### Objective
Rewrite the listing below so that "drop a point" becomes "place a marker" at every occurrence. Leave every other line and word unchanged.

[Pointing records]

□ □ □ □ □ □ □

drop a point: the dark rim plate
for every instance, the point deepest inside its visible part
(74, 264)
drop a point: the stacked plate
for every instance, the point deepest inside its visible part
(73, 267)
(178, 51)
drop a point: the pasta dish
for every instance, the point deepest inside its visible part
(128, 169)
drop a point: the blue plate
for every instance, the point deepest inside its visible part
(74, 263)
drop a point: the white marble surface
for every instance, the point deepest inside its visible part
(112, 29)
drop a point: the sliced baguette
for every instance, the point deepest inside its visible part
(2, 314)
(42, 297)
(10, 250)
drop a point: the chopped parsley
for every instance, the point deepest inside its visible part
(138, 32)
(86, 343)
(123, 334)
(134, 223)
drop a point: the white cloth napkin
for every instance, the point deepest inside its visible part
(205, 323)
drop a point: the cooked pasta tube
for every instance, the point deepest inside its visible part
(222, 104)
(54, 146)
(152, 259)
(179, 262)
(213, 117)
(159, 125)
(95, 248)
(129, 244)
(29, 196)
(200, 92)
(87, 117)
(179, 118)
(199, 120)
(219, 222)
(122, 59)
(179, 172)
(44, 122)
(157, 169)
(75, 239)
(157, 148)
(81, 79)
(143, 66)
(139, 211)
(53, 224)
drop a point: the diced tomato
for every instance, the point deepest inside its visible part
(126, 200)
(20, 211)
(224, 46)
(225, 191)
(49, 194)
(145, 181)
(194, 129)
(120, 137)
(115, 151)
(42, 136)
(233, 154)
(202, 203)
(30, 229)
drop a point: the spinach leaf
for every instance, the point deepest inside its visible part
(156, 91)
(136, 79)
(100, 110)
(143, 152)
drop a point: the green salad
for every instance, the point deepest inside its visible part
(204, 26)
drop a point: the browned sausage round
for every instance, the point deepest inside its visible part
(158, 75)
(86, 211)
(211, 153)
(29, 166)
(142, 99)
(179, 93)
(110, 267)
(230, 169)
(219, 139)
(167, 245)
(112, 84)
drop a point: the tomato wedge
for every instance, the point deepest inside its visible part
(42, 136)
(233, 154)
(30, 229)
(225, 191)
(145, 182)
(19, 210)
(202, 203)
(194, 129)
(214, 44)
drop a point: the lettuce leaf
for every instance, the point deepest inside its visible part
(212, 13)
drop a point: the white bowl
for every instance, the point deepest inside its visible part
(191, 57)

□ □ □ □ □ □ □

### Reply
place a marker: the dark rim plate
for every instance, the point deepest inside its visible part
(74, 264)
place a marker: the stacked plate
for every instance, the point deepest inside its visible part
(73, 267)
(178, 51)
place a marker: the pasta dish
for every instance, the point deepest inside its visible part
(128, 169)
place a marker: the blue plate
for every instance, the point deepest inside its visible part
(74, 263)
place a marker: the white marble surface
for every instance, the point deepest inside its visible part
(112, 29)
place a marker: the sliced baguette
for every instance, the point deepest inside its visible part
(2, 314)
(42, 297)
(10, 250)
place a marker: the chopped parsley
for every instance, the point deepest inside its visible part
(138, 32)
(86, 343)
(123, 334)
(134, 223)
place a marker: the white cloth napkin
for every instance, the point deepest inside its visible part
(205, 323)
place a marker: the cooked pasta tube
for every instance, the point deepest inside its visible part
(222, 104)
(54, 146)
(152, 259)
(179, 262)
(213, 117)
(159, 125)
(95, 248)
(129, 244)
(29, 196)
(200, 92)
(87, 117)
(179, 118)
(199, 120)
(219, 222)
(122, 59)
(179, 172)
(44, 122)
(157, 169)
(75, 239)
(157, 148)
(81, 79)
(143, 66)
(139, 211)
(53, 224)
place a marker: the diced tomato
for every instance, the point deepest inside its visible part
(126, 200)
(20, 211)
(224, 46)
(225, 191)
(49, 194)
(145, 181)
(194, 129)
(120, 137)
(115, 151)
(42, 136)
(233, 154)
(202, 203)
(30, 229)
place a marker: the spinach leaf
for every instance, the point deepest inside its visible part
(156, 91)
(136, 79)
(100, 110)
(143, 152)
place a marker: the green salad
for every instance, the point deepest inside its visible part
(204, 26)
place a marker: the browned sausage round
for every instance, the point deepest inside its visible part
(158, 75)
(86, 211)
(211, 153)
(29, 166)
(142, 99)
(179, 93)
(110, 267)
(230, 169)
(219, 139)
(167, 245)
(112, 84)
place a marker: the tomato wedge
for every instance, the point deepest inside its visible part
(42, 136)
(233, 154)
(30, 229)
(225, 191)
(145, 182)
(19, 210)
(202, 203)
(194, 129)
(214, 44)
place a marker: the lettuce leaf
for every instance, the point deepest inside its visible part
(212, 13)
place a marker: the white bowl
for every instance, the point deepest inside its visible part
(191, 57)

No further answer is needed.